* [Entries provided]:
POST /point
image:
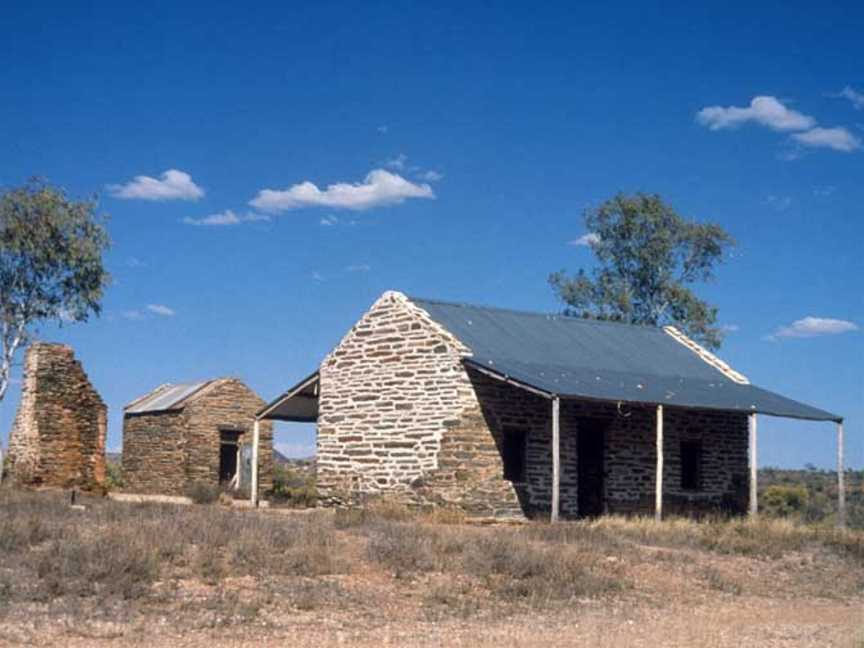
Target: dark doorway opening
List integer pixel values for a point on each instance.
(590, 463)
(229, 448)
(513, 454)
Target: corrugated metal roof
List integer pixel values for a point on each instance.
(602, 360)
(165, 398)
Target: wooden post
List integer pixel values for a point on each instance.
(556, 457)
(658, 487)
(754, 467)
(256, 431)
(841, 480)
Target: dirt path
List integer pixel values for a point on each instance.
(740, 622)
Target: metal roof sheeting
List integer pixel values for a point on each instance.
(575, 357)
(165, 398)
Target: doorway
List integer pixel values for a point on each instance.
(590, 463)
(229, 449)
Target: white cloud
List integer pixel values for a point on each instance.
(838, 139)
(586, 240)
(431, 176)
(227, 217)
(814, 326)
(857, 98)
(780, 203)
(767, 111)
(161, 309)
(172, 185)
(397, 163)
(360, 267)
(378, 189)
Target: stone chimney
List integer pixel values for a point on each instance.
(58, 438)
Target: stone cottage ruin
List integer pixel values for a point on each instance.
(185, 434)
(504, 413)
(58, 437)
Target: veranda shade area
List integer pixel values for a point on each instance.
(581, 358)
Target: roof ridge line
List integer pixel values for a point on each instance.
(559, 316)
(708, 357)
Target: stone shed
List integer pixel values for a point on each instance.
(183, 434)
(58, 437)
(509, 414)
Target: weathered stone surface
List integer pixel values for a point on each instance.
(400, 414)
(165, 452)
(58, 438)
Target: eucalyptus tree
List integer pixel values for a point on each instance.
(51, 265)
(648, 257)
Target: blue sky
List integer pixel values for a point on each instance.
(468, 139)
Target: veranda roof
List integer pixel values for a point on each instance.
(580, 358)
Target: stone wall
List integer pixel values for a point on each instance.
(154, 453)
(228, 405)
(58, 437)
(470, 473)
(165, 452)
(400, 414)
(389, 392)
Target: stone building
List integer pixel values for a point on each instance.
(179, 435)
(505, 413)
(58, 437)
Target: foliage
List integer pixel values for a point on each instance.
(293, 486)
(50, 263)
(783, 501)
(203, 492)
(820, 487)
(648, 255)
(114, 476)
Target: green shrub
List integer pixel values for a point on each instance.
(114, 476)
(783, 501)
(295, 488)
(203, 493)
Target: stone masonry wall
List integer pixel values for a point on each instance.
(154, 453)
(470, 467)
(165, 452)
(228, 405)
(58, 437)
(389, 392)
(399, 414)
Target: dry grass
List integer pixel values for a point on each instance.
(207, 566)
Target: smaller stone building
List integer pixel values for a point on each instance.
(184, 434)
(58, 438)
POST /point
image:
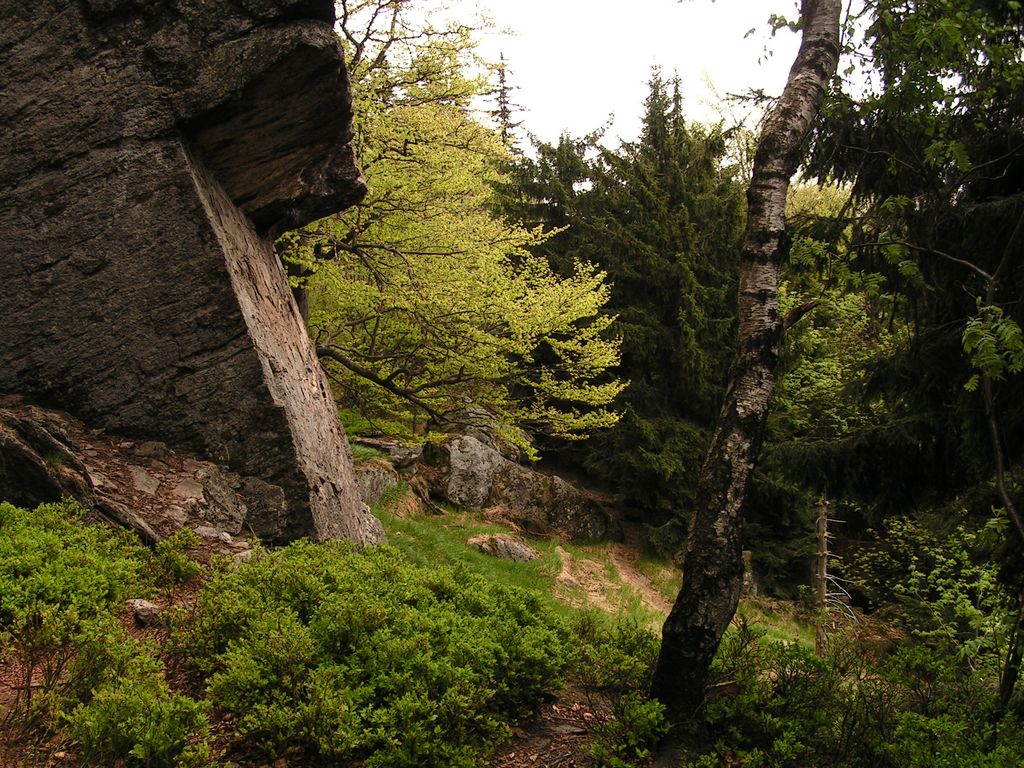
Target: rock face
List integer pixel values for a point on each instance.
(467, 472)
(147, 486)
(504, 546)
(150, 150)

* [Task brief]: Quote, please, only the lines running from the one with "Target: green shrub" down to the final line of the data above, keeping both ends and skipping the pictures.

* [Output of the exercise]:
Target: green shrub
List integer pixel values for a point on each instance.
(114, 476)
(783, 501)
(295, 488)
(203, 493)
Target: stone masonry wall
List integer pixel values for a point on each instance.
(154, 453)
(470, 467)
(165, 452)
(228, 405)
(58, 437)
(389, 392)
(399, 414)
Target: dry grass
List integer pixel values for a point on each instance.
(207, 566)
Target: smaller stone building
List integer pixel values for a point on each instance.
(184, 434)
(58, 438)
POST /point
image:
Target: rock face
List integer pixel values for a point on each instance.
(467, 472)
(147, 486)
(504, 546)
(150, 150)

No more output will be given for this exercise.